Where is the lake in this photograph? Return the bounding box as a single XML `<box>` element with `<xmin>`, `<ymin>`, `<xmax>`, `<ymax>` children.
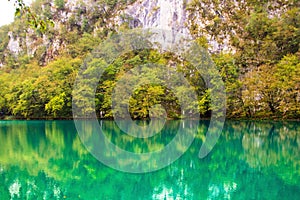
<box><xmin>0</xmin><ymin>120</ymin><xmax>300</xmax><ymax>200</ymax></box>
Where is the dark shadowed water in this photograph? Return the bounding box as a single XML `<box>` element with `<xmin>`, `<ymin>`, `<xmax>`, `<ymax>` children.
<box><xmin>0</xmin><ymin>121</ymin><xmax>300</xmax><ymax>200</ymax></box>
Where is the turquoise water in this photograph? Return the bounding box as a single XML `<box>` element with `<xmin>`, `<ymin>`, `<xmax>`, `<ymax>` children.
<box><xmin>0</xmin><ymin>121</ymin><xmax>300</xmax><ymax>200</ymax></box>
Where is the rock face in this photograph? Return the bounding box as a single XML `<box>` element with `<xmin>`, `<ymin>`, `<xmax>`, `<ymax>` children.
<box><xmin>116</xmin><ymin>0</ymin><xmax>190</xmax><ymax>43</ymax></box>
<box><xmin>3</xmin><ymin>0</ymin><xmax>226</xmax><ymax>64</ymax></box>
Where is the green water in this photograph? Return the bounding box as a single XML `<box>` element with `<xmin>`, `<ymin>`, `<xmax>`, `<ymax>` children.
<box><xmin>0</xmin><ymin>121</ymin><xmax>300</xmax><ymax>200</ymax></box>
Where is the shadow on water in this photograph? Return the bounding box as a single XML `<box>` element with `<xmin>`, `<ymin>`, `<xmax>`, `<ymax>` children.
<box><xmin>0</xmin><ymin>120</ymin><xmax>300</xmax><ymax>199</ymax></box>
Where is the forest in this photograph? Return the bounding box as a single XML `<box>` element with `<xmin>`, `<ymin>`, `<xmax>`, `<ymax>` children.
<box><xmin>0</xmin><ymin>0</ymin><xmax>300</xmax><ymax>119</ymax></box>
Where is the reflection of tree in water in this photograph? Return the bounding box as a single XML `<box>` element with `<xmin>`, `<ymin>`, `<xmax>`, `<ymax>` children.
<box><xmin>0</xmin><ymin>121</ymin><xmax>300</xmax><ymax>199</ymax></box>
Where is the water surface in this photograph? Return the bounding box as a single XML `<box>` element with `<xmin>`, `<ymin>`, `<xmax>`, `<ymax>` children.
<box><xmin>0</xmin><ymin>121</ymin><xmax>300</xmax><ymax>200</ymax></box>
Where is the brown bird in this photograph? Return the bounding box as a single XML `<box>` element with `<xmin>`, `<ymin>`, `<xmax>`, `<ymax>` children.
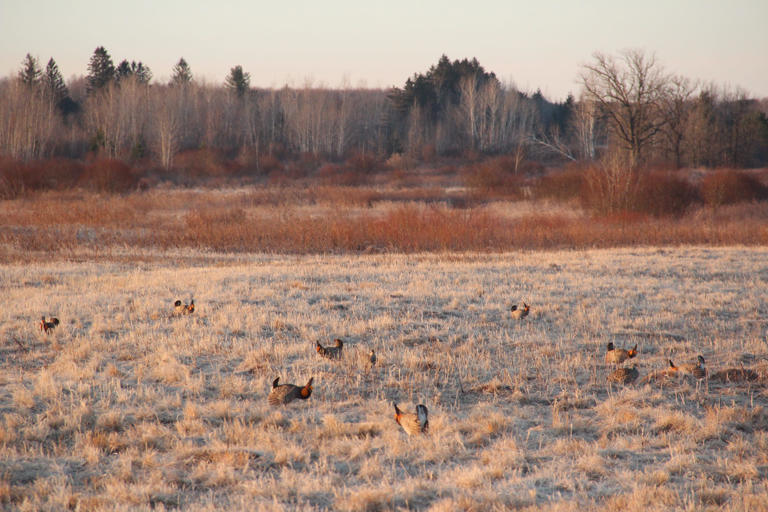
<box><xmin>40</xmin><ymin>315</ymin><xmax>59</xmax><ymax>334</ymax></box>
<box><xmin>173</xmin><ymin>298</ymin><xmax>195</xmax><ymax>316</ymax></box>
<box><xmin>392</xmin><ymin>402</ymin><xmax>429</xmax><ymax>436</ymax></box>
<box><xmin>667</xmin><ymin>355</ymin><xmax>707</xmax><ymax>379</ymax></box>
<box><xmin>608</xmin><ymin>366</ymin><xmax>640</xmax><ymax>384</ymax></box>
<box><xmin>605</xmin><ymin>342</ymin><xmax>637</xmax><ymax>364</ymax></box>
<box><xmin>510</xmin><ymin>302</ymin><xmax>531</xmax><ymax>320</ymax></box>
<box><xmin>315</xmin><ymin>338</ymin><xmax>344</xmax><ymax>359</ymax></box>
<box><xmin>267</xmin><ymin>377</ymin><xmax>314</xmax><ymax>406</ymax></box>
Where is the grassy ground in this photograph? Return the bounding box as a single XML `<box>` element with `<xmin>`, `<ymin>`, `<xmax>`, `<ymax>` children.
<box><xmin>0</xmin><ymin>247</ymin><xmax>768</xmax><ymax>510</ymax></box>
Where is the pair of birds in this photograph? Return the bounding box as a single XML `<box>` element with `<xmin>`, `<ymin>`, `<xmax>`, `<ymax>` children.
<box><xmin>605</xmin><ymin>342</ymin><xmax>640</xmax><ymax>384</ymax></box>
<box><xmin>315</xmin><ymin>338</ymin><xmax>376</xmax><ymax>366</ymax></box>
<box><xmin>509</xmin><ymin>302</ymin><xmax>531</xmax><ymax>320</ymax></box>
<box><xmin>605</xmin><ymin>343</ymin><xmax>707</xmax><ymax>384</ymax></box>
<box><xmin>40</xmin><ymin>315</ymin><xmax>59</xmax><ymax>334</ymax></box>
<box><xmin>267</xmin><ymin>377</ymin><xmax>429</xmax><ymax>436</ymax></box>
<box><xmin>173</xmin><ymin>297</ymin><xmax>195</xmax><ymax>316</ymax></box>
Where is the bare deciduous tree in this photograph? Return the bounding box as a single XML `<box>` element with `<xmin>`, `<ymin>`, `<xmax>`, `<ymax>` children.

_ _ _ _ _

_Task to complete_
Extract each line above that contains the string "reflection", and reproduce those lines verbatim.

_Answer to this problem_
Where is the reflection of tree in water in this photograph? Return the bounding box as a single XML `<box>` element with `<xmin>`, `<ymin>`, `<xmax>`, `<ymax>` children.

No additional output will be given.